### DATA TO PROCESS
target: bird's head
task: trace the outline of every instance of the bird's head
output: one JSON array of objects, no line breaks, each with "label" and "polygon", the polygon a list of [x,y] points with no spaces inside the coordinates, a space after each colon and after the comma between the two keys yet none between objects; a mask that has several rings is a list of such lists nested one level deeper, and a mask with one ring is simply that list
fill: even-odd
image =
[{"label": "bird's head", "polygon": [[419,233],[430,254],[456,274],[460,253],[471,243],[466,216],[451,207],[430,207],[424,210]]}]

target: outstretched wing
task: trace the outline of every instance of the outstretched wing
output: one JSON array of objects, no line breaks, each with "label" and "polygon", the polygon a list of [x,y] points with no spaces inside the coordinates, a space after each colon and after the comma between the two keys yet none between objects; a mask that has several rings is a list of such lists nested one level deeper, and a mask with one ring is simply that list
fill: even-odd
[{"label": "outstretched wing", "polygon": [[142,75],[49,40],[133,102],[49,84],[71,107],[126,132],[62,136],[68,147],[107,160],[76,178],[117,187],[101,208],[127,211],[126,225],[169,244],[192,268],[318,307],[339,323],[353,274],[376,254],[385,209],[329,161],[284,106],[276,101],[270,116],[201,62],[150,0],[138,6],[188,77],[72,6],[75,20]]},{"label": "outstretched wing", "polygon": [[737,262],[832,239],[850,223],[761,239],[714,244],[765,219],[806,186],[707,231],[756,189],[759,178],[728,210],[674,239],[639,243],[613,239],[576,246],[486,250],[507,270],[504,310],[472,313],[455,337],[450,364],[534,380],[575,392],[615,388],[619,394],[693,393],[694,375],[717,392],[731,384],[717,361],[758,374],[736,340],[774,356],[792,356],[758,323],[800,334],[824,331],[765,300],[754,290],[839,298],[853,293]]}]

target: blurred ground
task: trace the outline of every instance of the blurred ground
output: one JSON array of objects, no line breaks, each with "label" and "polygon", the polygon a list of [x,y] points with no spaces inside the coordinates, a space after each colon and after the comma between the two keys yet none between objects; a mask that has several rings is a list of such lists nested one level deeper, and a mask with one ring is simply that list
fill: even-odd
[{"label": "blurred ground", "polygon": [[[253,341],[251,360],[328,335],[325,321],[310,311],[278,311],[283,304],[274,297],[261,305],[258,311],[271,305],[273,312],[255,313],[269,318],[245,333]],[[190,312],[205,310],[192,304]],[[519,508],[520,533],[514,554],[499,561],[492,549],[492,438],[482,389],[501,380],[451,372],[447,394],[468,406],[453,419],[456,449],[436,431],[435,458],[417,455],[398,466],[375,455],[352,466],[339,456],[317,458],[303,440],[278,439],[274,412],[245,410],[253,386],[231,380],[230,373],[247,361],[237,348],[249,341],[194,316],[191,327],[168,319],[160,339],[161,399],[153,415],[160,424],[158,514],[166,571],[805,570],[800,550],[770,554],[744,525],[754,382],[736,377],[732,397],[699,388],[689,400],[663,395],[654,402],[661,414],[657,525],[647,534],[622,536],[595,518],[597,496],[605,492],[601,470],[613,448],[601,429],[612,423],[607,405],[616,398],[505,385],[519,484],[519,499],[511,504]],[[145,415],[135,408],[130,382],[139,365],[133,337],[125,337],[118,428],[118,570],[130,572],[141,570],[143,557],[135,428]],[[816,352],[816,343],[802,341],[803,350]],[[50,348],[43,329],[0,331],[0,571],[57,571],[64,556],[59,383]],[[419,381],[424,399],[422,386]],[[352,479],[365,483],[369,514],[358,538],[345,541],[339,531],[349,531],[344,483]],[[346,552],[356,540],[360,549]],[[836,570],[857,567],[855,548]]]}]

### TASK TO COMPLETE
Word for word, restate all of the entries.

### ANSWER TO THIS TASK
target: bird's head
task: trace the outline of every instance of the bird's head
output: one JSON array of objects, no line breaks, each with "label" and "polygon", the polygon a list of [x,y] points with no spaces inside the coordinates, a space after each colon and after the comma between the two keys yet none between objects; a mask that has several rings is a list of such lists nested one level deeper, and a mask with one ring is simply that list
fill: even-odd
image =
[{"label": "bird's head", "polygon": [[419,233],[430,254],[456,274],[460,253],[471,243],[466,216],[451,207],[430,207],[424,210]]}]

target: outstretched wing
task: trace the outline of every instance of the outstretched wing
output: one JSON array of objects, no line breaks, each with "label" and "polygon", the polygon a list of [x,y] points with no spaces inside the coordinates, a space after each colon and after the comma between the two keys yet none between objects; a mask that has several rings is a list of such lists nested one level deeper, and a mask with one ring is simply that list
fill: even-odd
[{"label": "outstretched wing", "polygon": [[142,75],[49,40],[133,102],[49,84],[71,107],[126,132],[62,136],[68,147],[107,160],[76,178],[117,187],[101,208],[127,211],[126,225],[169,244],[192,268],[318,307],[339,323],[353,274],[376,254],[385,209],[329,161],[284,106],[276,101],[270,116],[201,62],[150,0],[138,6],[188,77],[72,6],[75,20]]},{"label": "outstretched wing", "polygon": [[737,262],[832,239],[850,223],[761,239],[714,244],[765,219],[806,186],[707,231],[756,189],[759,178],[728,210],[674,239],[639,243],[613,239],[576,246],[486,250],[507,270],[504,310],[472,313],[455,337],[450,364],[534,380],[575,392],[615,388],[619,394],[693,393],[694,375],[717,392],[731,384],[717,361],[758,374],[736,340],[774,356],[792,356],[758,323],[800,334],[824,331],[765,300],[754,290],[839,298],[853,293]]}]

target: blurred ground
task: trace the outline of every instance of the blurred ground
output: one JSON array of objects, no line breaks, each with "label" and "polygon", the polygon a list of [x,y] points with no spaces inside the coordinates, a space after each colon and after the comma between the two keys yet none between objects; a mask that has several rings is a list of such lists nested one level deeper, and a mask with one ring is simply that list
fill: even-odd
[{"label": "blurred ground", "polygon": [[[253,341],[251,360],[328,335],[325,321],[310,311],[278,311],[283,304],[274,297],[261,305],[258,311],[271,305],[273,312],[255,313],[269,318],[245,333]],[[190,312],[205,310],[192,304]],[[519,508],[520,533],[514,554],[499,561],[492,549],[492,438],[482,389],[501,380],[451,372],[447,394],[468,406],[453,419],[456,449],[436,431],[435,458],[417,455],[398,466],[375,455],[352,466],[339,456],[317,458],[303,440],[278,439],[274,412],[245,410],[253,386],[231,380],[230,373],[247,361],[237,348],[249,341],[194,316],[191,327],[168,319],[160,339],[161,399],[153,415],[160,424],[158,514],[166,571],[805,570],[800,550],[770,554],[744,525],[754,382],[736,377],[732,397],[699,388],[689,400],[663,395],[654,402],[661,414],[657,525],[647,534],[622,536],[595,518],[597,496],[605,492],[601,470],[613,448],[601,429],[612,423],[607,405],[616,398],[505,385],[519,484],[519,499],[511,504]],[[145,415],[135,408],[130,382],[139,365],[133,337],[125,337],[118,428],[118,570],[130,572],[141,570],[143,557],[135,428]],[[816,352],[816,343],[802,341],[803,350]],[[50,348],[43,329],[0,331],[0,571],[57,571],[64,556],[59,383]],[[419,381],[424,399],[422,386]],[[352,479],[365,483],[369,514],[358,538],[345,541],[339,531],[349,531],[344,483]],[[346,552],[356,540],[360,549]],[[836,570],[857,567],[855,548]]]}]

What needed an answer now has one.